**YOUR OBJECTIVE:** Below is a block of entries; repeat all of it exactly but omit the pictures.

**THE DATA:**
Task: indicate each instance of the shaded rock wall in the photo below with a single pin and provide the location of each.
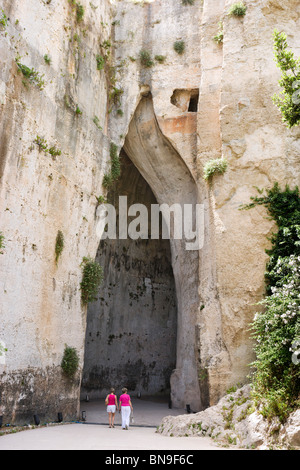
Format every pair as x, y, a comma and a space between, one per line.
40, 306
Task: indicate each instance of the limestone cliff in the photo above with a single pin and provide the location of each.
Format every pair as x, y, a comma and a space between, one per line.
89, 88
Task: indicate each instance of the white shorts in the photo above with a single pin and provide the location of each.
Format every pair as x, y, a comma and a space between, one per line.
111, 408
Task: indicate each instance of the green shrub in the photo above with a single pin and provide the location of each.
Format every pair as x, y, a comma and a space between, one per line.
91, 280
47, 59
70, 361
96, 121
3, 19
276, 378
31, 75
2, 245
219, 36
179, 47
115, 95
237, 9
115, 169
59, 245
218, 165
145, 58
79, 12
100, 62
288, 100
160, 58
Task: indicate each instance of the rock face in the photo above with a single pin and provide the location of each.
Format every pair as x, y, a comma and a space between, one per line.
233, 422
171, 118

**ANSWER SECTION:**
Task: indicate each instance of the shaded rock wall in the photo below with a single pin and provide the location of each.
Format every pair as x, y, a comma and a space between, one per line.
40, 306
Task: indicate each instance of the limestone cliff in the photo above with a single pin and provide the location of each.
Format every pair as x, y, a comma and a space between, one per line.
89, 88
Task: indicate each instance of the white shorts in the photo above with a single pin and provide the location of each.
Format every pair as x, y, a comma and a space between, one per line.
111, 408
Task: indicate each instance of the green shrub in the photo above with a single pin and provide the location of each.
Format every pair as x, y, a comma and a space between, one per line.
91, 280
47, 59
70, 361
96, 121
3, 19
276, 378
31, 75
2, 245
219, 36
179, 47
115, 95
237, 9
115, 169
59, 245
218, 165
145, 58
79, 12
100, 62
288, 100
160, 58
Task: indicate each instance of the rock face in the photo above with a single pin and provide the location of each.
Format every pair as x, y, a comma and a space between, one per line.
233, 422
171, 118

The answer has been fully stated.